Work to complete:
Can you return, unchanged, the lines from the one that contains "Tag every instance of the dark" to the last line, with the pictures left out?

Recorded data:
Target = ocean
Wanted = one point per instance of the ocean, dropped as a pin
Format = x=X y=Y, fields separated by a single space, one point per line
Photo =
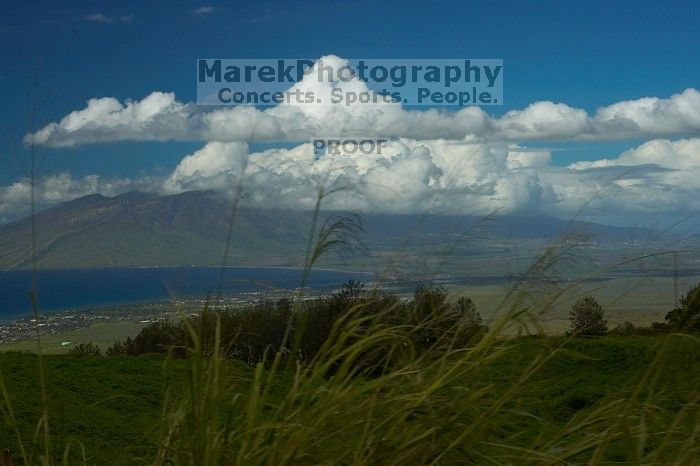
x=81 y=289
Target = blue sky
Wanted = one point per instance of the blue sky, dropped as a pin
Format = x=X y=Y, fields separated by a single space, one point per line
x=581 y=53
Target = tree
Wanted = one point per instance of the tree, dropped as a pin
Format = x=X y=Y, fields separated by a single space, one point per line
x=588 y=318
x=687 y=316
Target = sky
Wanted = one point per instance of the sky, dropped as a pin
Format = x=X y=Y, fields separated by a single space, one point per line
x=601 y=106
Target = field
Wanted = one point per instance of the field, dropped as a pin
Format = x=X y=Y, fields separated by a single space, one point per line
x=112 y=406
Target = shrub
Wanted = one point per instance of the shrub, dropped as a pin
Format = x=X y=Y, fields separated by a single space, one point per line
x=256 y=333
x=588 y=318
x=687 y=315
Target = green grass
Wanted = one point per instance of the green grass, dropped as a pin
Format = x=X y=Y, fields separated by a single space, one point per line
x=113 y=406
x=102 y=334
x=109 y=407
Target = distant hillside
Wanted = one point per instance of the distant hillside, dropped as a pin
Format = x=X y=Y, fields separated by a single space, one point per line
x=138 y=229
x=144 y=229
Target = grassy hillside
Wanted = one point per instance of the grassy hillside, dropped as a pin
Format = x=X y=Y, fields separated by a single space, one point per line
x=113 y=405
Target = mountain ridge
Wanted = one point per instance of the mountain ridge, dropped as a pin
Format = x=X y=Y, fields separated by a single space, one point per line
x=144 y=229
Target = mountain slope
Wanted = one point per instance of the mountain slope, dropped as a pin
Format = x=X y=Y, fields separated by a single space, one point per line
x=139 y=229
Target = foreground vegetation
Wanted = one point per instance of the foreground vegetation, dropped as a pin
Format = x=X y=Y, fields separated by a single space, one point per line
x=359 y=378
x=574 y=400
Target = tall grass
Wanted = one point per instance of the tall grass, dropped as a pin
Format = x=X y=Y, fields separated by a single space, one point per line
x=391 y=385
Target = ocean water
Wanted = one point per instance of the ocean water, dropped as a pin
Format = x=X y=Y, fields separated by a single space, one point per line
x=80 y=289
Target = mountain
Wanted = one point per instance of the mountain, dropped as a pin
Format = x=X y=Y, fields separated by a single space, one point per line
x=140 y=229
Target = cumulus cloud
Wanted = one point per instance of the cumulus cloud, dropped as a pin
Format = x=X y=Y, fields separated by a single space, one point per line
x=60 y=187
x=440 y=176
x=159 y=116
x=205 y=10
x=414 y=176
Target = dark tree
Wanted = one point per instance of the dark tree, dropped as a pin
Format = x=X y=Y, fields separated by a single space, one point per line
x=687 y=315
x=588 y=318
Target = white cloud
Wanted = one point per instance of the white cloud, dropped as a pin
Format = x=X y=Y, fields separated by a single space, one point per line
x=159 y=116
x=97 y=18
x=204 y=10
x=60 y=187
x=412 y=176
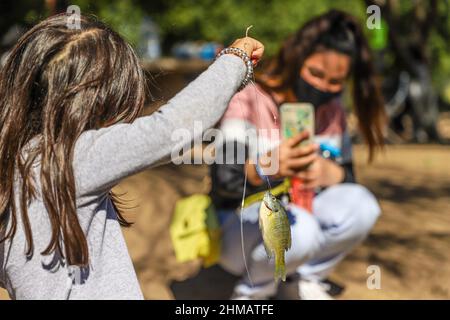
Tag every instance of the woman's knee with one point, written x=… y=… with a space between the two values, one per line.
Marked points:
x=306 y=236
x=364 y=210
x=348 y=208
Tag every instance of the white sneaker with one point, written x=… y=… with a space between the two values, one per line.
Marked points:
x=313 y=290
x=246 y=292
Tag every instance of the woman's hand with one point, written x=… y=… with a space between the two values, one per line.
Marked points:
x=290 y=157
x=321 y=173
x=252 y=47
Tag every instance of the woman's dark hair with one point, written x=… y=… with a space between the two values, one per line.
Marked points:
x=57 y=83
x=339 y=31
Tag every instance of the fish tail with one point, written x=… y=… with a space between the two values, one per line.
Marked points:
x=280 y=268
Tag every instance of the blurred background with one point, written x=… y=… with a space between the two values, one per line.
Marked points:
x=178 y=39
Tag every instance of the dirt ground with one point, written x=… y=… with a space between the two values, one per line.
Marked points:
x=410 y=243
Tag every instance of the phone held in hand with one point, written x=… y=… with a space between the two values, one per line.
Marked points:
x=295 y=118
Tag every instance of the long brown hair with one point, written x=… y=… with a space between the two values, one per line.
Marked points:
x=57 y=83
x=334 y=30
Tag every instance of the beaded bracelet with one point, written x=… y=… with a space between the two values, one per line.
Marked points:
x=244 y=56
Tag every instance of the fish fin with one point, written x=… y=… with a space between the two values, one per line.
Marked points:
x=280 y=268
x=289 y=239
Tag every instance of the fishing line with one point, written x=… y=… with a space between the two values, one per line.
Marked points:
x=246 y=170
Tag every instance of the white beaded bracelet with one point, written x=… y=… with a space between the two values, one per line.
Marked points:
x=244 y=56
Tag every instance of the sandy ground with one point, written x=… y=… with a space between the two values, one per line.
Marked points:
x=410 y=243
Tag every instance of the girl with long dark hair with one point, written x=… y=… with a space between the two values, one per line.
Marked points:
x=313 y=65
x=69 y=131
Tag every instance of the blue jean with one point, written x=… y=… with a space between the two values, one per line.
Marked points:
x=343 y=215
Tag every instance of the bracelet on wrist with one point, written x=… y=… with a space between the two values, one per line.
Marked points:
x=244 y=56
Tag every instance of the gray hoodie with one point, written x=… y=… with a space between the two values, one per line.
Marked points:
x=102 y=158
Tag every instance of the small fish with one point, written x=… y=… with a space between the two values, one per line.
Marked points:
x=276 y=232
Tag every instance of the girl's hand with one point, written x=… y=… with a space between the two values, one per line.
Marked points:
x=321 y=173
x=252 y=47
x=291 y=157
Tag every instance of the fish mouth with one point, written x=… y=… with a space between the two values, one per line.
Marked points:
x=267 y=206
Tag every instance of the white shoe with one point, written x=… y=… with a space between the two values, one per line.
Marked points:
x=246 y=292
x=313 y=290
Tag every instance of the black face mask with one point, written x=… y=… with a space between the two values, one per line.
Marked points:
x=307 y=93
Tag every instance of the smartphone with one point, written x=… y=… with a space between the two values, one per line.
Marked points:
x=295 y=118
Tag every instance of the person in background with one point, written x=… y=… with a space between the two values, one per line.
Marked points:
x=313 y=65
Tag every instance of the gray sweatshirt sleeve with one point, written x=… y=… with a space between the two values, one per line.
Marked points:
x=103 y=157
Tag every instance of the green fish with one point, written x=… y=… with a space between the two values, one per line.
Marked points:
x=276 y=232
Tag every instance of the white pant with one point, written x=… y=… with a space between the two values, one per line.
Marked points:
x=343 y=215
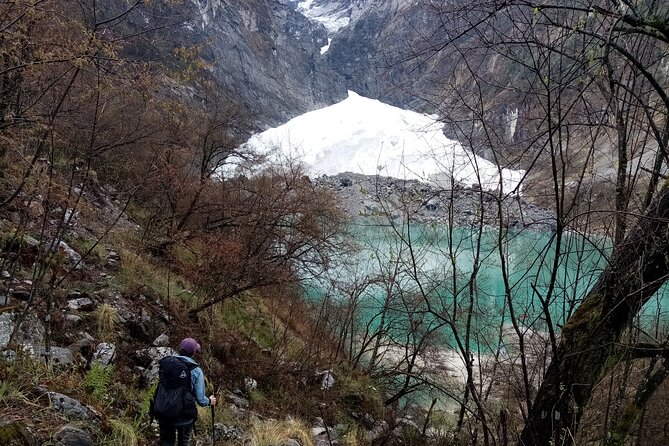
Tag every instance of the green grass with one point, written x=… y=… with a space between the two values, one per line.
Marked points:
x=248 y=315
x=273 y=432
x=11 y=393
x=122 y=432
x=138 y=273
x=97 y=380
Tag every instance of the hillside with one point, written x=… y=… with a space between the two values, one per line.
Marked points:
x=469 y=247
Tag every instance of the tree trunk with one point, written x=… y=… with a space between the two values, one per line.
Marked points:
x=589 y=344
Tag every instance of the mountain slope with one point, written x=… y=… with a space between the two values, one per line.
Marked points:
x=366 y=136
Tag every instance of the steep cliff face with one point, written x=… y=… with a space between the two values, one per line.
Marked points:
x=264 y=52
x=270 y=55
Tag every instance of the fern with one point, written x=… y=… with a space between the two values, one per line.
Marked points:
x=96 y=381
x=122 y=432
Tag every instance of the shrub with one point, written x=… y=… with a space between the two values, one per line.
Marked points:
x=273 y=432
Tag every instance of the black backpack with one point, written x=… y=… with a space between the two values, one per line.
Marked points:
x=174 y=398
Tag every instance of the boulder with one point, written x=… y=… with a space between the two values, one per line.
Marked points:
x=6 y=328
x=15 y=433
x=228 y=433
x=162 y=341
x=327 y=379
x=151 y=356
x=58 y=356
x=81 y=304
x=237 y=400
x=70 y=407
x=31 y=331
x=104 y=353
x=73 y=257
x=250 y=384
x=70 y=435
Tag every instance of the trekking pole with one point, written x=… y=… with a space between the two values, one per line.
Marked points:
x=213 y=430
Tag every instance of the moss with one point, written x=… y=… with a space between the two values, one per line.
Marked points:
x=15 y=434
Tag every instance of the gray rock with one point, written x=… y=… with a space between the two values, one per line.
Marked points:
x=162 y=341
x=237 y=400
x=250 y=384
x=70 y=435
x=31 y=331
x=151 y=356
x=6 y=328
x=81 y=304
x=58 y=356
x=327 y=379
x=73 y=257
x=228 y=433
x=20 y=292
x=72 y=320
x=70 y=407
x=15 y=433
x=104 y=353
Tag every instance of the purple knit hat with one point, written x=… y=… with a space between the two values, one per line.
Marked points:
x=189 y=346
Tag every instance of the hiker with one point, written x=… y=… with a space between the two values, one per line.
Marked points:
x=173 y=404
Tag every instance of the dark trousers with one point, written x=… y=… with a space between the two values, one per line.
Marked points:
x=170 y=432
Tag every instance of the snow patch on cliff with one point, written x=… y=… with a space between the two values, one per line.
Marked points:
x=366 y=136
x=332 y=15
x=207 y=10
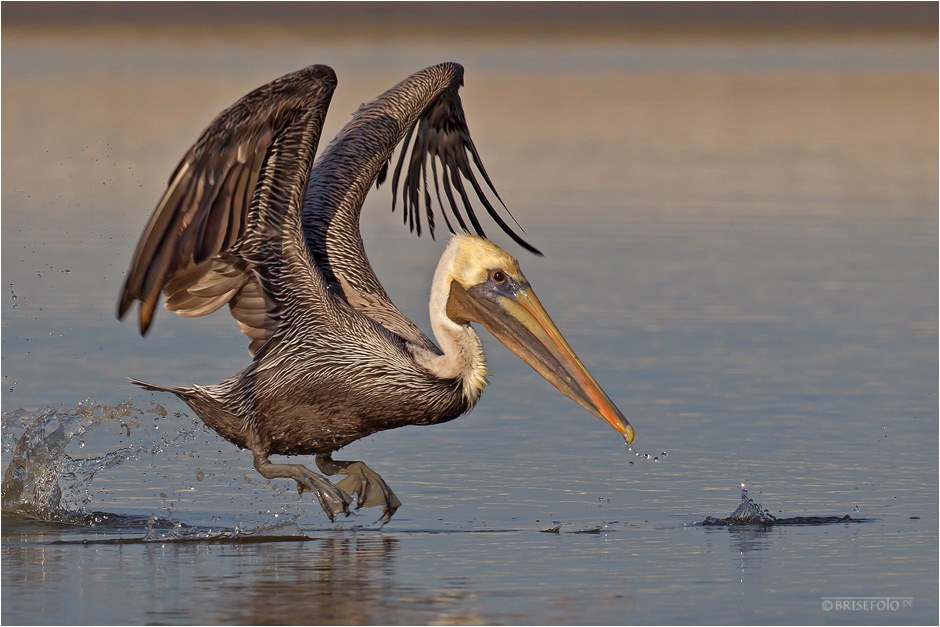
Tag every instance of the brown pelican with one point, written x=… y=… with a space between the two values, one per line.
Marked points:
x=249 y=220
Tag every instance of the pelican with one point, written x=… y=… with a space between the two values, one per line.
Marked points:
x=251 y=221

Solution to this exercise:
Tag every instance of the dark trousers with one point, written x=… y=… with a space between the two values, one per line.
Marked points:
x=170 y=432
Tag every instance of the snow patch on cliff with one point, written x=… y=… with a space between the two values, one per line.
Marked points:
x=366 y=136
x=332 y=15
x=207 y=10
Tag every instance of the brown pelican with one point, written x=… y=… with a space between the two values, one per line.
Marked points:
x=249 y=220
Tag every instance of the pelican with one point, written x=… y=… with a space between the two values, one per line.
Marked points:
x=251 y=221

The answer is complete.